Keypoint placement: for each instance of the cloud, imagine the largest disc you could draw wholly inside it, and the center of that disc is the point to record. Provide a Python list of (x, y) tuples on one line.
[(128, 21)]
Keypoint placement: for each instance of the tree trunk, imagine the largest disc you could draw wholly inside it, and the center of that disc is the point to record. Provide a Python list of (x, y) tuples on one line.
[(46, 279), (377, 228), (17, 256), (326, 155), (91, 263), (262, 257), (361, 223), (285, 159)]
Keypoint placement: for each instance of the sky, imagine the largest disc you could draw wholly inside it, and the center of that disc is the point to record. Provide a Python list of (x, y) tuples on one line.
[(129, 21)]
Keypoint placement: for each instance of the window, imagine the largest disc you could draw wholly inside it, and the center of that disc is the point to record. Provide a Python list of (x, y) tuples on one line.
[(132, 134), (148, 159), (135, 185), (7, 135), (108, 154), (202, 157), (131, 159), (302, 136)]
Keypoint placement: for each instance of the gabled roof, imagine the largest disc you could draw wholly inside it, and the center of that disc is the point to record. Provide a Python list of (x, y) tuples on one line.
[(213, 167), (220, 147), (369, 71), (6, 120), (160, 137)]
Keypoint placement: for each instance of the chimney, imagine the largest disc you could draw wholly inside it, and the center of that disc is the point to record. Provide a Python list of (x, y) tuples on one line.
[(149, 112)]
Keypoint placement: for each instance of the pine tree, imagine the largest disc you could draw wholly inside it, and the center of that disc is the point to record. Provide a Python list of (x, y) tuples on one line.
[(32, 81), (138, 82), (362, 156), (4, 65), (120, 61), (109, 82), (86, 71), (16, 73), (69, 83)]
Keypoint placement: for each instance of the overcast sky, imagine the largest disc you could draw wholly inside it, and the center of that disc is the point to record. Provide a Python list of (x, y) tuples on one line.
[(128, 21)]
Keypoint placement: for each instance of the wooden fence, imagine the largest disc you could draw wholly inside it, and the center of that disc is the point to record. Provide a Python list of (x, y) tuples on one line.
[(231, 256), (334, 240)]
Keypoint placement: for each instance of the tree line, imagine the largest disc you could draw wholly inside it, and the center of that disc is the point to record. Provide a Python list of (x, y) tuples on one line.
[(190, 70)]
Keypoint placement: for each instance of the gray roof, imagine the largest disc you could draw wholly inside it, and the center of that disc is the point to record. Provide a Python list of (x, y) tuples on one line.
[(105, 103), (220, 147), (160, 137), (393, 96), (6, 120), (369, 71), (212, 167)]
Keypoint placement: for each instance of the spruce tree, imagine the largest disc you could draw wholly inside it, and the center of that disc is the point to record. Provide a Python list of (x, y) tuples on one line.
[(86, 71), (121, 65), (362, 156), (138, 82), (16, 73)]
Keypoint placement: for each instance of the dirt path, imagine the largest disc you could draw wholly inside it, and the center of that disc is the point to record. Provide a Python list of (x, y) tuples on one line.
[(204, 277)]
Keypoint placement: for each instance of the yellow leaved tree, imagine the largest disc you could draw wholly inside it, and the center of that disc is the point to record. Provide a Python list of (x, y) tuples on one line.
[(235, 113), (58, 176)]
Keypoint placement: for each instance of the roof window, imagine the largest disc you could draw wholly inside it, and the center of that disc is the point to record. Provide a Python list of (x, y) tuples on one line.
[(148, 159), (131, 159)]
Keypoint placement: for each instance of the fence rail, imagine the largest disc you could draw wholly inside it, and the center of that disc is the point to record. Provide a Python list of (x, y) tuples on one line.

- Work request
Would you set down all the lines above, exactly and in full?

- Result
Keypoint placement: for each instance of the cloud, imagine the largest disc you could draw wholly inside it, and the center of that disc is the point to record. Provide a Python list of (x, y) tuples on one line.
[(128, 21)]
Keypoint placement: for each instance of the tree trunk, imagine the largest disc you could draw wholly inside it, and the center of that disc is the point to record. Provide a Python list of (x, y) tuples on one line.
[(46, 279), (377, 228), (17, 256), (326, 155), (91, 263), (262, 257), (361, 223), (285, 159)]
Keypoint placement: for each instance of the sky, imagine the largest disc you could draw wholly inside it, and the center of that disc is the point to record. Provide a Python list of (x, y) tuples on one line.
[(129, 21)]
Keypoint placement: for each instance of the window, imagine the largest disc you could draw wholly inside it, and the center of that disc is the point to record. Provide a Python list of (x, y) tuples on one line.
[(132, 134), (148, 159), (135, 185), (7, 135), (108, 154), (202, 157), (131, 159), (302, 136)]
Keypoint placement: for each instance of the gabled roof, imagine the largest disc you could draw wholly inside it, and the center of that disc is the point to record. Provide a Python list of (x, y) tuples on one line.
[(213, 167), (220, 147), (369, 71), (6, 120), (160, 137)]
Keypoint placement: for each instance of the chimney, imagine the largest disc you could draw wholly inside it, and the center of that disc is the point to record. Provide a Python list of (x, y) tuples on one line.
[(149, 112)]
Keypoint placement: for each instance of the pine tree, imagine the largest disc you could draw wholly inside it, and the center of that disc is the point to record. Provide a Python list of (x, y) tuples on one line.
[(32, 81), (138, 82), (362, 156), (4, 65), (120, 61), (109, 82), (86, 71), (16, 73), (69, 83)]
Keypoint placement: for each instance of the overcast sky, imagine the largest disc you could draw wholly inside it, and the center of that disc is the point to record. Provide a Python list of (x, y) tuples on one line.
[(128, 21)]
Keypoint placement: for each instance of the wooden fence, imagine the largest disc you could draw wholly inside it, and the center of that disc is the point to record. Provide a Python list of (x, y) tuples on one line.
[(231, 256), (334, 240)]
Keypoint placement: for each instance of the tree line, imagine the largest disc you could draw wholly inside it, and the center of that disc is the point to record. Provide a Python list of (x, y) tuples on one line.
[(190, 70)]
Keypoint placement: for each instance of the gray roof, imagine the largest disc you could draw wholly inside it, and the center of that disc is the point to record. Provide a Python list of (x, y) tuples on one line.
[(105, 103), (220, 147), (160, 137), (393, 96), (6, 120), (369, 71), (212, 167)]
Keypoint placement: for each instance of the spruce tree, imagine the largest disc you could draw wholly inside it, and the center of that disc is the point to record. Provide a Python list of (x, y) tuples on one line.
[(86, 71), (121, 65), (362, 156), (138, 82), (16, 73)]
Keypoint placement: for each instance of the dirt path, imagine the largest disc you could draw wholly inside it, and the center of that disc is the point to record. Provide a Python list of (x, y) tuples on one line.
[(204, 277)]
Keypoint placement: for each instance of the yellow leaved tree, imagine the largest disc you could draw wholly inside it, and the center of that disc is the point to record. Provide a Python list of (x, y) tuples on one line.
[(235, 113), (58, 176)]
Keypoint placement: for each instance of the roof window, imagine the largest disc you could draw wholly inside it, and the center of that disc is the point to record. Provide a Python list of (x, y) tuples on one line.
[(148, 159), (131, 159)]
Keypoint placement: for each instance of the fence rail, imagine the largest disc you could draw wholly inside it, and the center of that disc is the point to record. Provide a Python list of (x, y) tuples on one line.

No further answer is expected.